= WHAT YOU SHOULD DO =
The required output is the line with "Query: hardwood floor" through the final line of the entries, each one exactly as it stands.

BEGIN RECORD EXTRACTS

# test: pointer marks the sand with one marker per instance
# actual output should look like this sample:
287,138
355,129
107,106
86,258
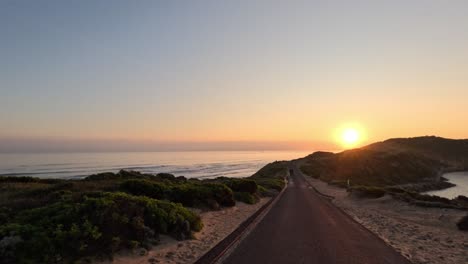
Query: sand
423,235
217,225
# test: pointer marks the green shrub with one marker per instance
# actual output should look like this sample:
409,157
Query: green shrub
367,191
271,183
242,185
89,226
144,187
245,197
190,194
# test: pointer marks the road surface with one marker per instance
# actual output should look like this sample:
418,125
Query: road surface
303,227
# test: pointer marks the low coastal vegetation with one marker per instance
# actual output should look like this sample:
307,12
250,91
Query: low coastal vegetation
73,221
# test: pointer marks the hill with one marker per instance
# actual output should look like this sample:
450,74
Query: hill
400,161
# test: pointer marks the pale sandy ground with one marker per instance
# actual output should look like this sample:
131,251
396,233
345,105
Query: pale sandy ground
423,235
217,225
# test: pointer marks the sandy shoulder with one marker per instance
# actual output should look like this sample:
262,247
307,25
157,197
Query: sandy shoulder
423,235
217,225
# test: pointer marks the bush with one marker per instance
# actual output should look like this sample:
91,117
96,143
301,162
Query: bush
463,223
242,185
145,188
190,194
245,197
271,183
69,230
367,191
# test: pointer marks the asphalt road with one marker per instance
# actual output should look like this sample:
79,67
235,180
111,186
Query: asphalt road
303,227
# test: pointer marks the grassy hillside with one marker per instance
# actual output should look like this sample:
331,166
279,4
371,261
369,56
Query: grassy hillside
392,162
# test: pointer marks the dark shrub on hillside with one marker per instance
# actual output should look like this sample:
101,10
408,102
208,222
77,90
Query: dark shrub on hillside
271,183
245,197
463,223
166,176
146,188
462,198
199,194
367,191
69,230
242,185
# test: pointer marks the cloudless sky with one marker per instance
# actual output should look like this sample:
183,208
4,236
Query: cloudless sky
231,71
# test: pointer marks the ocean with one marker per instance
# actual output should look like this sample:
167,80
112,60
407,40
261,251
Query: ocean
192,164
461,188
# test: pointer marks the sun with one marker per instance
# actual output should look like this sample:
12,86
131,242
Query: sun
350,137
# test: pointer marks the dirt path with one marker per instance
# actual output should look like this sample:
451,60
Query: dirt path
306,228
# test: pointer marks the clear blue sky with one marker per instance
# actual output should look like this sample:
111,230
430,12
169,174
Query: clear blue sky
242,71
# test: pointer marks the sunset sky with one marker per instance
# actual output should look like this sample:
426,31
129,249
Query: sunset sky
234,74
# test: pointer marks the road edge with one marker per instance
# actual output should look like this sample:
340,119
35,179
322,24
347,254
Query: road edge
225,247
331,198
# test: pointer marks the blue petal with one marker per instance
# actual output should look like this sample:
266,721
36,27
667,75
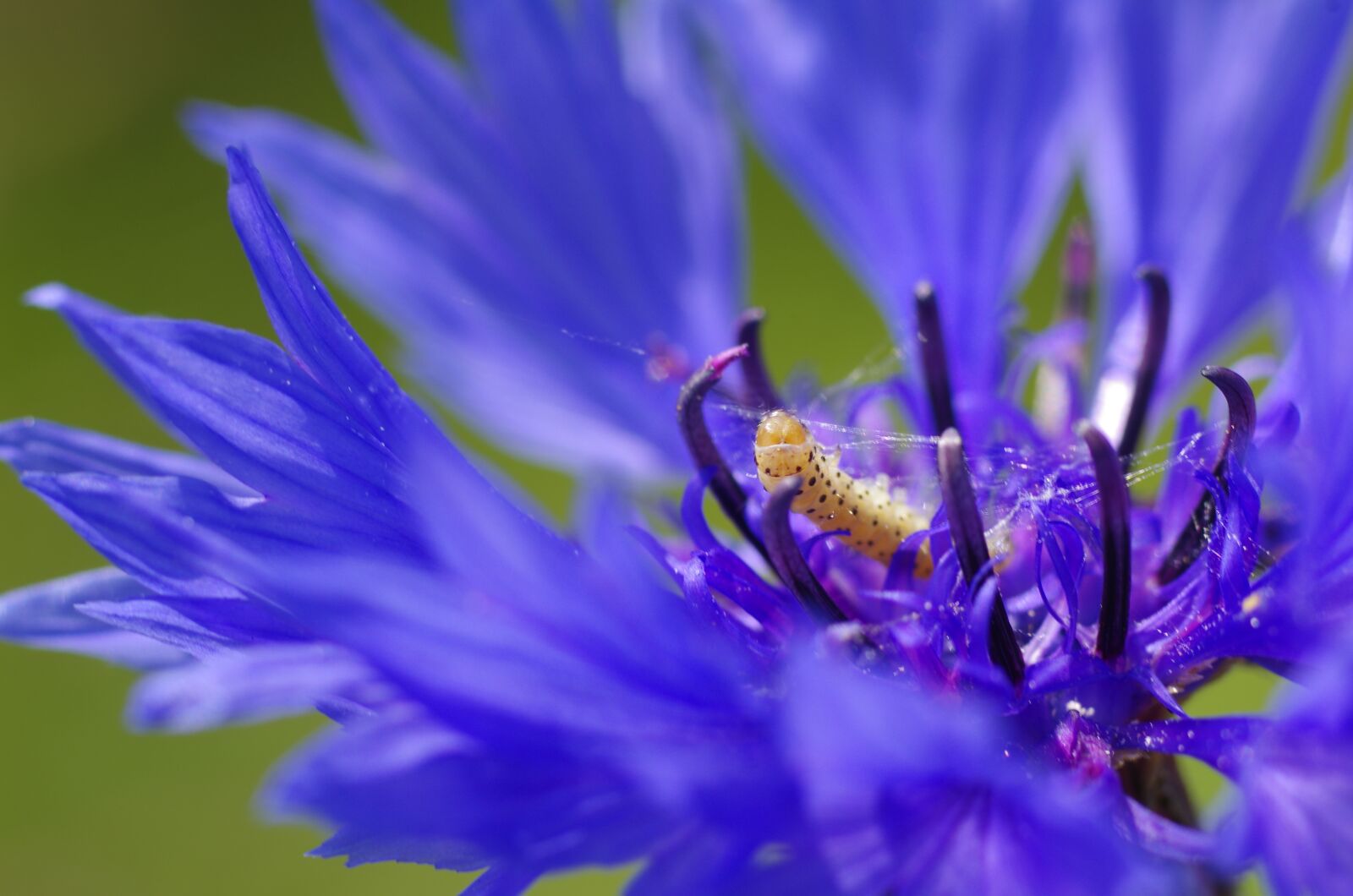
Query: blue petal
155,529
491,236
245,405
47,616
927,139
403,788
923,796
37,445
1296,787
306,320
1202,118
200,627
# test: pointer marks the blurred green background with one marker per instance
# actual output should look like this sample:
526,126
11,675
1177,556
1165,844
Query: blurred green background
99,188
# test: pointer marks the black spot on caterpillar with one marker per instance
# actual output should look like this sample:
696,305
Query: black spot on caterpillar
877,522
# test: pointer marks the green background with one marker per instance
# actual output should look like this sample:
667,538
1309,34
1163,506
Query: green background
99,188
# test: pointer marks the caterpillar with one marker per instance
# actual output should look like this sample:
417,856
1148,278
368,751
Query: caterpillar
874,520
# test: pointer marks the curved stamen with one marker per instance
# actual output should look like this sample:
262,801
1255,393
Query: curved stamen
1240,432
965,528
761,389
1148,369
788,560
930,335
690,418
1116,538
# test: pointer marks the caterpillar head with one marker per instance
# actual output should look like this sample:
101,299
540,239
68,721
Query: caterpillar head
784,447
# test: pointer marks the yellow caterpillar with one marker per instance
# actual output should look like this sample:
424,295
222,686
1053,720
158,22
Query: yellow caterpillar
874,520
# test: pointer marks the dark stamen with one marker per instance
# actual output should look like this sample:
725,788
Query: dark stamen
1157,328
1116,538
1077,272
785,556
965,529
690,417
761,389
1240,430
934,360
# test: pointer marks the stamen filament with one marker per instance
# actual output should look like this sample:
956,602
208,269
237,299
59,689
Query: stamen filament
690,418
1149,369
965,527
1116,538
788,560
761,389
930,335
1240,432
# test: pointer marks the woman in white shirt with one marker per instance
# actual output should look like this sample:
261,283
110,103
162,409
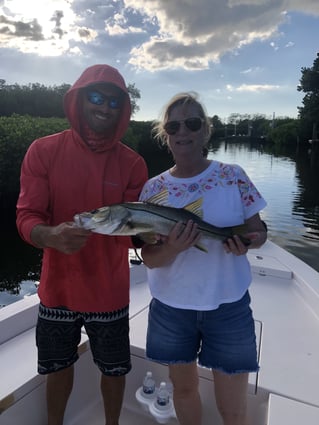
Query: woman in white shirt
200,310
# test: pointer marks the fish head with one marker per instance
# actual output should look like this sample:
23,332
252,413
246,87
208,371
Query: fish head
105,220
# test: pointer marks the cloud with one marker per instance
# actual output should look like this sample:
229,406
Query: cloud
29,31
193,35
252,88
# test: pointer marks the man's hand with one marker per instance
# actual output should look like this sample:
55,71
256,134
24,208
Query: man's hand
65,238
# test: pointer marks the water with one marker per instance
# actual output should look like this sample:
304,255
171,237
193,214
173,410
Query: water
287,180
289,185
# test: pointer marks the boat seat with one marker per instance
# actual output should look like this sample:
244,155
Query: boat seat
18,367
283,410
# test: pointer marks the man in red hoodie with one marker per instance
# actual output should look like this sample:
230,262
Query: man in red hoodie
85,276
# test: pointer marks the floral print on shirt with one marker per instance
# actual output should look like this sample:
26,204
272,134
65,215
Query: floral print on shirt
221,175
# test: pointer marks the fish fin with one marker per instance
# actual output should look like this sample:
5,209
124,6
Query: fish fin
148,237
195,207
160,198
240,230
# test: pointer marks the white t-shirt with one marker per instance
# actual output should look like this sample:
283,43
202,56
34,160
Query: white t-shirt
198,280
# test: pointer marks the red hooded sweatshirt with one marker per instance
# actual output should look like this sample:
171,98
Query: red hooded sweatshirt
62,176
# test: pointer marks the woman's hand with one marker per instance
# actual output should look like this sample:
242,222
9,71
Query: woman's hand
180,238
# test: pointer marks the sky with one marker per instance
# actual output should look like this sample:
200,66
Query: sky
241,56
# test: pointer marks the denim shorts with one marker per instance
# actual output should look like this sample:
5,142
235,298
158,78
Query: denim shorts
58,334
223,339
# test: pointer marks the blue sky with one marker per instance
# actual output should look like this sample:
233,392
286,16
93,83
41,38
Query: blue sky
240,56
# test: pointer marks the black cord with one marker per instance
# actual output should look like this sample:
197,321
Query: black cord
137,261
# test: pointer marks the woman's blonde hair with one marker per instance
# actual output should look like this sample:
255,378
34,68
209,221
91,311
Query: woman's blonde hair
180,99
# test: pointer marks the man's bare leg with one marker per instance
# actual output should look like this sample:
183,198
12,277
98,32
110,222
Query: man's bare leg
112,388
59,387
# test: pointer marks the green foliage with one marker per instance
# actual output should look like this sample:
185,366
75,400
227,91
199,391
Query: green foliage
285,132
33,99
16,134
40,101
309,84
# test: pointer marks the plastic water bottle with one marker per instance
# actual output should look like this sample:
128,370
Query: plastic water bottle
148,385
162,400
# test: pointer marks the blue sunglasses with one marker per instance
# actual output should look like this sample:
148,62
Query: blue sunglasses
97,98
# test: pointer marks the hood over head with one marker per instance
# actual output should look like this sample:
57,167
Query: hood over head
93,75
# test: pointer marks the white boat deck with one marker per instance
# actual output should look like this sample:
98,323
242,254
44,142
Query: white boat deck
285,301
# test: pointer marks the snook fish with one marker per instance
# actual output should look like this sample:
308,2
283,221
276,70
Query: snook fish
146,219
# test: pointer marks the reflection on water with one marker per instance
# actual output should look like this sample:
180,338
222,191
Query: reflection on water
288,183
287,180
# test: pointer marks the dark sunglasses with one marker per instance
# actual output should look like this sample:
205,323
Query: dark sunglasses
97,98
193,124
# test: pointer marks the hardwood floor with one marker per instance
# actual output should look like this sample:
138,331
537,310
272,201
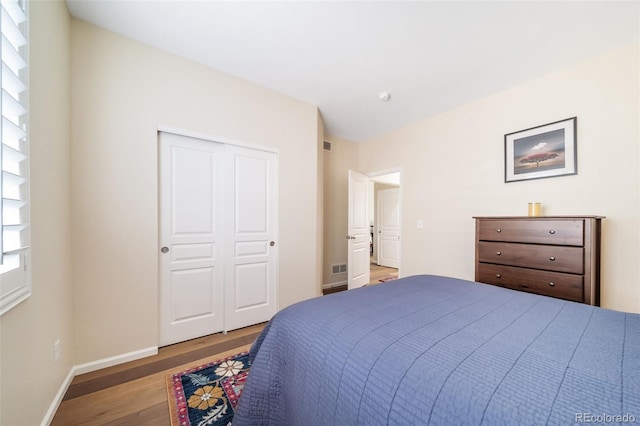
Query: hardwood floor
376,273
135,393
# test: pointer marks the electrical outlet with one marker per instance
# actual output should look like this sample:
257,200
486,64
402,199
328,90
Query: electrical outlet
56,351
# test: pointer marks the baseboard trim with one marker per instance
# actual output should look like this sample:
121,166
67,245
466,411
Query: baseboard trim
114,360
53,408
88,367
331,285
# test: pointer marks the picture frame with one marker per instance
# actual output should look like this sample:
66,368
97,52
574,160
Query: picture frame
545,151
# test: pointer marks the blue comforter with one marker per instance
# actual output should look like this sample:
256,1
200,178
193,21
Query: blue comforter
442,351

END RECORD EXTRACTS

= REPLY TO THE EXERCISE =
Query: hardwood floor
376,273
135,393
# test: pointer marks the electrical outlet with one marker per instance
# actual output should look like this sample:
257,200
486,64
402,199
328,90
Query: electrical outlet
56,351
# test: pointer marks the baseboard trim with one marker per instance
# actual output should look like this sample:
121,166
67,245
466,411
Query: baseboard trim
114,360
53,408
88,367
331,285
# test: pointer marks the picture frame with one marker per instance
# actual output should look like this sample:
66,368
97,52
574,160
Query: picture frame
545,151
# test: pointer marks the blue comforter with one marker per instance
# actual output should look like this sample:
256,1
200,178
193,21
Query: blue comforter
442,351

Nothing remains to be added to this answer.